Detection annotation records
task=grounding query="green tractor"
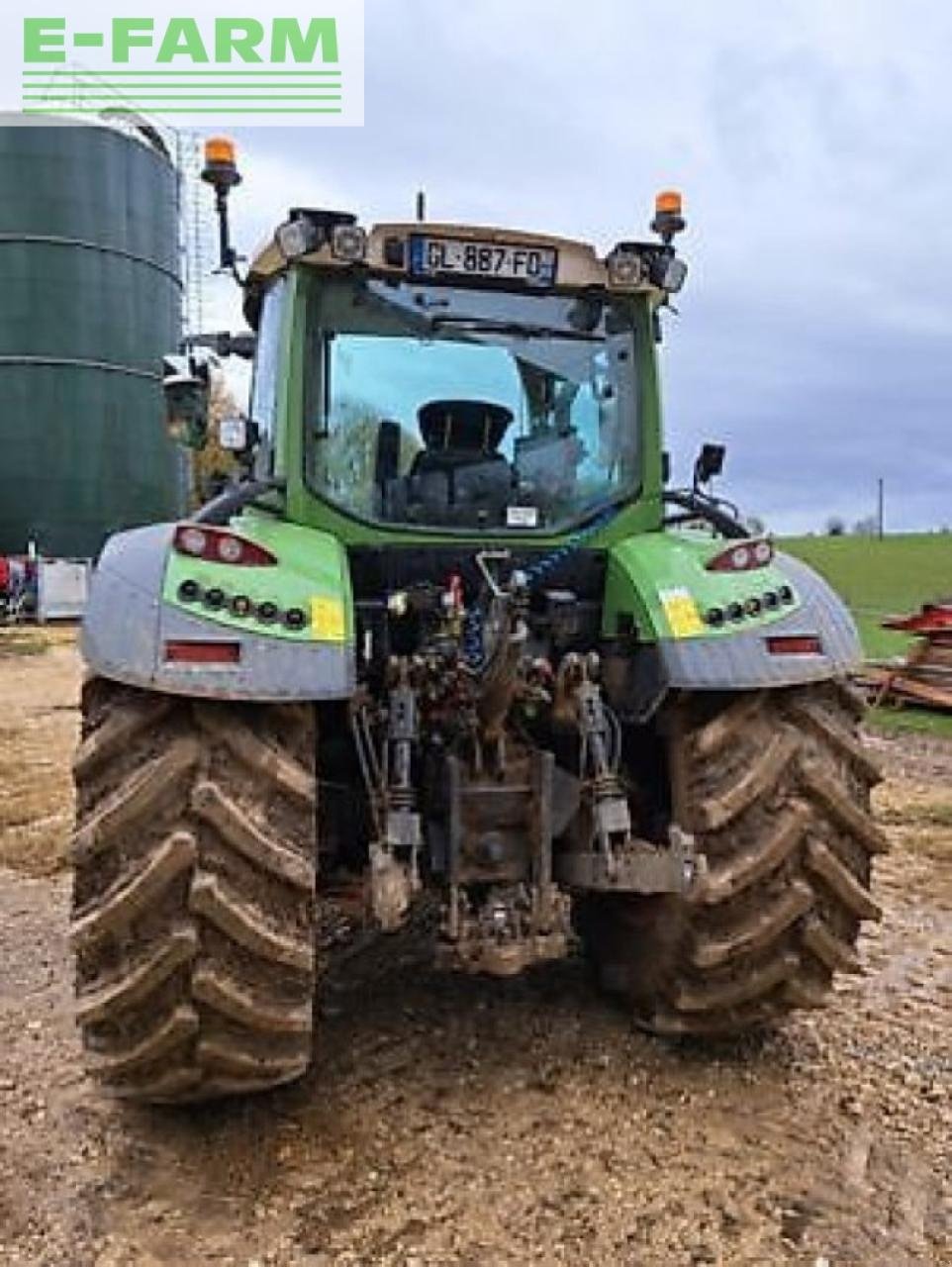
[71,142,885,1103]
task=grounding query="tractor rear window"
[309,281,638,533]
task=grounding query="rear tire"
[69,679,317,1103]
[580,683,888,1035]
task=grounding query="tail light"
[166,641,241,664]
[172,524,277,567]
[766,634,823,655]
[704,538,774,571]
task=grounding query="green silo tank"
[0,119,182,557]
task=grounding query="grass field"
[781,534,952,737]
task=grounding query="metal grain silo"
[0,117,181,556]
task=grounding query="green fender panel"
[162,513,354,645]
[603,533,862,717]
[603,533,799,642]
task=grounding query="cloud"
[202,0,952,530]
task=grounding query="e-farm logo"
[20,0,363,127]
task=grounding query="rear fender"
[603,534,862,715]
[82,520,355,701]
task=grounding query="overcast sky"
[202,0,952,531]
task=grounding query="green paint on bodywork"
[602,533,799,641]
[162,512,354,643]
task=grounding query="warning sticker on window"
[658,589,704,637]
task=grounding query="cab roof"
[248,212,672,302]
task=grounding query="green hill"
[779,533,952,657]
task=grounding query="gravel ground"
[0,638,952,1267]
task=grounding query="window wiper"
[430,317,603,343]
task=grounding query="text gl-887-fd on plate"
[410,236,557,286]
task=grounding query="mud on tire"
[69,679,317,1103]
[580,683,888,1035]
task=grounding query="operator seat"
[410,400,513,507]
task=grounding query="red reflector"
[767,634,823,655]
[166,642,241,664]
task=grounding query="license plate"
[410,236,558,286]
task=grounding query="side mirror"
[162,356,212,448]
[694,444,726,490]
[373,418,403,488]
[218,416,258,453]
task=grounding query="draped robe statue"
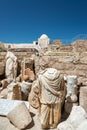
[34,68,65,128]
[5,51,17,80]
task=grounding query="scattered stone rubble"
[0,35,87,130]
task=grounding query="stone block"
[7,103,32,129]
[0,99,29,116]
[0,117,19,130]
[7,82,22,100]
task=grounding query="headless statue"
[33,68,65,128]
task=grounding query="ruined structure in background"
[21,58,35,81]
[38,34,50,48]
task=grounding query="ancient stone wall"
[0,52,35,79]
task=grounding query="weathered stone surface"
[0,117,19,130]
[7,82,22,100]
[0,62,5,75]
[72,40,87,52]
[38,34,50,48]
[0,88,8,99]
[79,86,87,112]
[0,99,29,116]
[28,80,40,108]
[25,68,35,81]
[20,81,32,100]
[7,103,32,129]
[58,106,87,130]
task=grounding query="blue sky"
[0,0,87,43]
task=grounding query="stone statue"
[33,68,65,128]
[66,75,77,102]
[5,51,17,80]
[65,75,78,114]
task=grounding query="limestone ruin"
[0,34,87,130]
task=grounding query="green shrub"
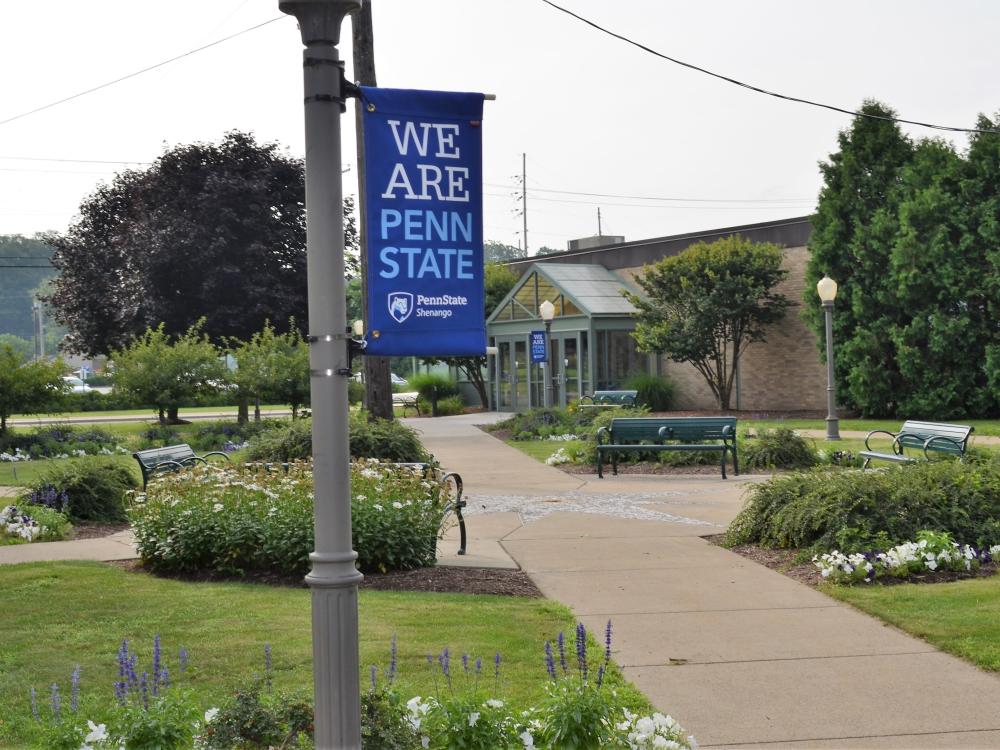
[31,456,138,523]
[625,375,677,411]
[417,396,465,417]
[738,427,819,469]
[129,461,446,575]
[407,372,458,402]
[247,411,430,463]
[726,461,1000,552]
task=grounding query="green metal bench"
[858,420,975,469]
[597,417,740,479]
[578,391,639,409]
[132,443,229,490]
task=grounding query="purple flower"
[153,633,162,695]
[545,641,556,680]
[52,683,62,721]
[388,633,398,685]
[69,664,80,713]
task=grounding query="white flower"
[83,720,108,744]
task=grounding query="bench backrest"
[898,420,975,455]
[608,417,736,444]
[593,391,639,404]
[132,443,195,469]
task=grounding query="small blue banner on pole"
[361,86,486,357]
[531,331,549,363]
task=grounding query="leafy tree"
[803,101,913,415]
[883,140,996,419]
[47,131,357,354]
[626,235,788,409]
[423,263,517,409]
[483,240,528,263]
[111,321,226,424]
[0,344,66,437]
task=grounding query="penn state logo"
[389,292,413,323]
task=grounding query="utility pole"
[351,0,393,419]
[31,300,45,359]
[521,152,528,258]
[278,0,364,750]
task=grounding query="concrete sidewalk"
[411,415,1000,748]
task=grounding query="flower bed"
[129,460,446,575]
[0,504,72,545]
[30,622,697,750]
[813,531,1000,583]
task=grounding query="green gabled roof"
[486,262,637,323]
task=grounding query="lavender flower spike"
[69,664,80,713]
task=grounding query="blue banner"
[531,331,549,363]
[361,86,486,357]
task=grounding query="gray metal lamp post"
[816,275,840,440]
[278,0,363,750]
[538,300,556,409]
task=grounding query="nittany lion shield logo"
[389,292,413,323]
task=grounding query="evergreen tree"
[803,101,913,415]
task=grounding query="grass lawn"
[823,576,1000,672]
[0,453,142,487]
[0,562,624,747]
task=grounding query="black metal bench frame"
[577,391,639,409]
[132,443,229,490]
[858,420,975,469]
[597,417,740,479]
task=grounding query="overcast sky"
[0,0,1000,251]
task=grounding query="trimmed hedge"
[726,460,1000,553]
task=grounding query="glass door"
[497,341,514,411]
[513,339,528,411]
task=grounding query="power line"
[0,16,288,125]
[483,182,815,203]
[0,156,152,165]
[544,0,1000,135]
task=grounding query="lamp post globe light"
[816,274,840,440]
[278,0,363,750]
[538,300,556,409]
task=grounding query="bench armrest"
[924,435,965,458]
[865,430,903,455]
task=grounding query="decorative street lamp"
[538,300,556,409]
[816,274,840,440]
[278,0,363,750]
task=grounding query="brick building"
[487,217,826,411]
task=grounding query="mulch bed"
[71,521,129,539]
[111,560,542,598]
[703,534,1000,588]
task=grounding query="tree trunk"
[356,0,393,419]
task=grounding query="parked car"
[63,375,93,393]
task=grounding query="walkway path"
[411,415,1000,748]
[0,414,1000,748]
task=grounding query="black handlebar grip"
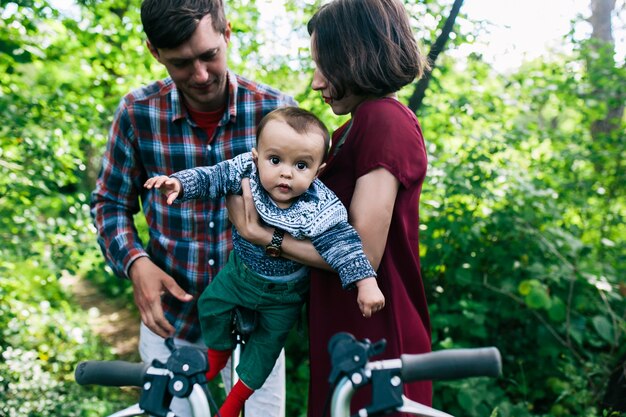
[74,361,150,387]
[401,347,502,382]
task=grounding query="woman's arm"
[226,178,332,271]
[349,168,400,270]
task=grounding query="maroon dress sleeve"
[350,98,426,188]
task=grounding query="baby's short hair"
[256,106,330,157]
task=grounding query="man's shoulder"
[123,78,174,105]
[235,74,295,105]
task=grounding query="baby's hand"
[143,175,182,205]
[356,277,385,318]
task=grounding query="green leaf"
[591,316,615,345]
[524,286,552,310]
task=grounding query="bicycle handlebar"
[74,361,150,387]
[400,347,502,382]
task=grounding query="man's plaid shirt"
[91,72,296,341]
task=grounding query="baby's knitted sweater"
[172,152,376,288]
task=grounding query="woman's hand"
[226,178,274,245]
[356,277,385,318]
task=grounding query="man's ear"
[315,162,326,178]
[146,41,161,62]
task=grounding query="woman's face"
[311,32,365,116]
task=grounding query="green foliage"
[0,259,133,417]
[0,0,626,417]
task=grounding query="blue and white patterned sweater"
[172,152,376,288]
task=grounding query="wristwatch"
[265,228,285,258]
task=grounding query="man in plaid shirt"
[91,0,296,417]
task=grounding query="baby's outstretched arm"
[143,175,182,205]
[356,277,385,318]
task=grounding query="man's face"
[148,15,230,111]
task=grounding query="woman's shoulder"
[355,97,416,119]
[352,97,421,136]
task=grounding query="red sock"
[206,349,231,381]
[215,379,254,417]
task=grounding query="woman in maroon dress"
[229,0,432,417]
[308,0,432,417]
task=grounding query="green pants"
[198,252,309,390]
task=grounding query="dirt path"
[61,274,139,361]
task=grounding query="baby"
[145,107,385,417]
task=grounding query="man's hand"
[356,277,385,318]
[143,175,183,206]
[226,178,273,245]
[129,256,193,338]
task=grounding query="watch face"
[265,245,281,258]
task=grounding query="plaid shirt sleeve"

* Given task *
Reproduce every line of the records above verbatim, leaving out the pictures.

* Written reply *
task=grounding query="green tractor"
[71,142,885,1103]
task=grounding query="tractor rear window"
[309,281,638,533]
task=grounding query="rear tire"
[69,679,317,1103]
[580,683,888,1035]
task=grounding query="tail light"
[166,641,241,664]
[172,524,277,567]
[766,634,823,655]
[704,538,774,571]
task=grounding query="green silo tank"
[0,119,182,557]
task=grounding query="grass field"
[781,534,952,737]
task=grounding query="metal grain silo"
[0,117,181,556]
task=grounding query="green fender panel"
[162,513,354,645]
[603,533,862,717]
[603,533,799,642]
task=grounding query="cloud"
[202,0,952,530]
task=grounding query="e-farm logo"
[20,0,363,127]
task=grounding query="rear fender"
[603,534,862,715]
[82,520,355,701]
task=grounding query="overcast sky"
[202,0,952,531]
task=grounding query="green paint on bodywork"
[602,533,799,641]
[162,512,354,643]
task=grounding query="warning sticker on window"
[658,589,704,637]
task=grounding query="cab roof"
[248,212,672,302]
task=grounding query="green hill"
[779,533,952,657]
task=grounding query="gravel ground"
[0,638,952,1267]
task=grounding query="window wiper"
[430,317,603,343]
task=grounding query="text gl-887-fd on plate"
[410,236,557,286]
task=grounding query="mud on tire"
[69,679,317,1103]
[580,683,888,1035]
task=grounding query="operator seat"
[410,400,513,507]
task=grounding query="red reflector"
[767,634,823,655]
[166,642,241,664]
task=grounding query="license plate"
[410,236,558,286]
task=grounding query="side mirror"
[162,356,212,448]
[694,444,726,490]
[373,418,403,488]
[218,416,258,453]
task=grounding query="draped robe statue"
[34,68,65,128]
[5,51,17,80]
task=grounding query="scattered stone rubble"
[0,35,87,130]
task=grounding query="stone block"
[7,103,32,129]
[0,99,29,116]
[0,117,19,130]
[7,82,22,100]
task=grounding query="headless statue"
[33,68,65,128]
task=grounding query="ruined structure in background"
[21,58,35,81]
[38,34,50,48]
task=grounding query="ancient stone wall"
[0,52,35,79]
task=grounding query="weathered stone surface"
[0,117,19,130]
[7,82,22,100]
[0,62,5,75]
[72,40,87,52]
[38,34,50,48]
[0,88,8,99]
[79,86,87,112]
[0,99,29,116]
[28,80,40,108]
[25,68,35,81]
[20,81,32,100]
[7,103,32,129]
[58,106,87,130]
task=grounding query="blue sky"
[0,0,87,43]
task=grounding query="stone statue"
[33,68,65,128]
[66,75,77,102]
[5,51,17,80]
[65,75,78,114]
task=grounding query="limestone ruin"
[0,34,87,130]
task=grounding query="green shrub"
[31,456,138,523]
[625,375,677,411]
[417,396,465,417]
[738,427,819,469]
[129,461,446,575]
[407,372,458,402]
[247,411,430,463]
[726,461,1000,552]
task=grounding query="green metal bench"
[858,420,975,469]
[597,417,740,479]
[578,391,639,409]
[132,443,229,490]
task=grounding query="purple flower"
[153,633,162,695]
[545,641,556,680]
[52,683,62,721]
[388,633,398,685]
[69,664,80,713]
task=grounding query="white flower"
[83,720,108,744]
task=grounding query="bench backrest"
[898,420,975,455]
[608,417,736,444]
[593,391,639,404]
[132,443,195,469]
task=grounding query="small blue banner on pole"
[361,86,486,357]
[531,331,549,363]
task=grounding query="leafy tree"
[803,101,913,415]
[883,140,996,419]
[47,131,357,354]
[626,235,788,409]
[423,263,517,409]
[483,240,528,263]
[111,321,226,424]
[0,344,66,437]
task=grounding query="penn state logo"
[389,292,413,323]
task=grounding query="utility pole"
[351,0,393,419]
[31,300,45,359]
[521,152,528,258]
[278,0,364,750]
task=grounding query="concrete sidewalk"
[411,415,1000,748]
task=grounding query="flower bed"
[129,460,446,575]
[0,504,72,545]
[30,622,697,750]
[813,531,1000,583]
task=grounding query="green gabled roof"
[486,262,637,323]
task=grounding query="lavender flower spike"
[69,664,80,713]
task=grounding query="blue banner"
[531,331,549,363]
[361,86,486,357]
task=grounding query="gray metal lamp post"
[816,275,840,440]
[278,0,363,750]
[538,300,556,409]
task=grounding query="nittany lion shield logo"
[389,292,413,323]
task=grounding query="evergreen tree"
[803,101,913,415]
task=grounding query="grass lawn"
[823,576,1000,672]
[0,453,142,487]
[0,562,624,747]
task=grounding query="black metal bench frame"
[577,391,639,409]
[132,443,229,490]
[858,420,975,469]
[597,417,740,479]
task=grounding query="overcast sky"
[0,0,1000,251]
task=grounding query="trimmed hedge"
[726,460,1000,553]
task=grounding query="glass door"
[497,341,514,411]
[513,339,528,411]
task=grounding query="power line"
[0,16,288,125]
[483,182,815,203]
[0,156,152,165]
[544,0,1000,135]
task=grounding query="lamp post globe light"
[816,274,840,440]
[278,0,363,750]
[538,300,556,409]
task=grounding query="bench armrest"
[924,435,965,458]
[865,430,903,455]
task=grounding query="decorative street lamp"
[538,300,556,409]
[816,274,840,440]
[278,0,363,750]
task=grounding query="brick building"
[487,217,826,411]
task=grounding query="mulch bed"
[71,521,129,539]
[111,560,542,598]
[703,534,1000,588]
task=grounding query="tree trunk"
[356,0,393,419]
task=grounding query="parked car"
[63,375,93,393]
task=grounding query="walkway path"
[411,415,1000,748]
[0,414,1000,748]
task=grounding query="black handlebar grip"
[74,361,150,387]
[401,347,502,382]
task=grounding query="woman's arm"
[226,178,332,271]
[349,168,400,270]
task=grounding query="maroon dress sleeve"
[350,98,426,188]
task=grounding query="baby's short hair"
[256,106,330,157]
task=grounding query="man's shoulder"
[123,78,174,105]
[235,74,295,105]
task=grounding query="baby's hand"
[143,175,182,205]
[356,277,385,318]
task=grounding query="green leaf"
[591,316,615,345]
[524,286,552,310]
task=grounding query="bicycle handlebar"
[74,361,150,387]
[400,347,502,382]
task=grounding query="man's plaid shirt"
[91,72,296,341]
task=grounding query="baby's knitted sweater"
[172,152,376,288]
task=grounding query="woman's hand"
[226,178,274,245]
[356,277,385,318]
task=grounding query="man's ear"
[315,162,326,178]
[146,41,161,62]
task=grounding query="woman's face"
[311,32,365,116]
task=grounding query="green foliage"
[0,259,133,417]
[0,0,626,417]
task=grounding query="blue and white patterned sweater"
[172,152,376,288]
task=grounding query="wristwatch"
[265,228,285,258]
task=grounding query="man in plaid shirt"
[91,0,296,417]
task=grounding query="baby's outstretched arm"
[143,175,182,205]
[356,277,385,318]
task=grounding query="man's face"
[148,15,230,111]
task=grounding query="woman's shoulder"
[355,97,416,119]
[352,97,421,136]
task=grounding query="red sock"
[206,349,231,381]
[215,379,254,417]
task=grounding query="woman in maroon dress"
[229,0,432,417]
[308,0,432,417]
task=grounding query="green pants"
[198,252,309,390]
task=grounding query="dirt path"
[61,274,139,361]
task=grounding query="baby"
[145,107,385,417]
task=grounding query="man's hand"
[356,277,385,318]
[143,175,183,206]
[226,178,273,245]
[129,256,193,338]
task=grounding query="watch face"
[265,245,281,258]
task=grounding query="plaid shirt sleeve"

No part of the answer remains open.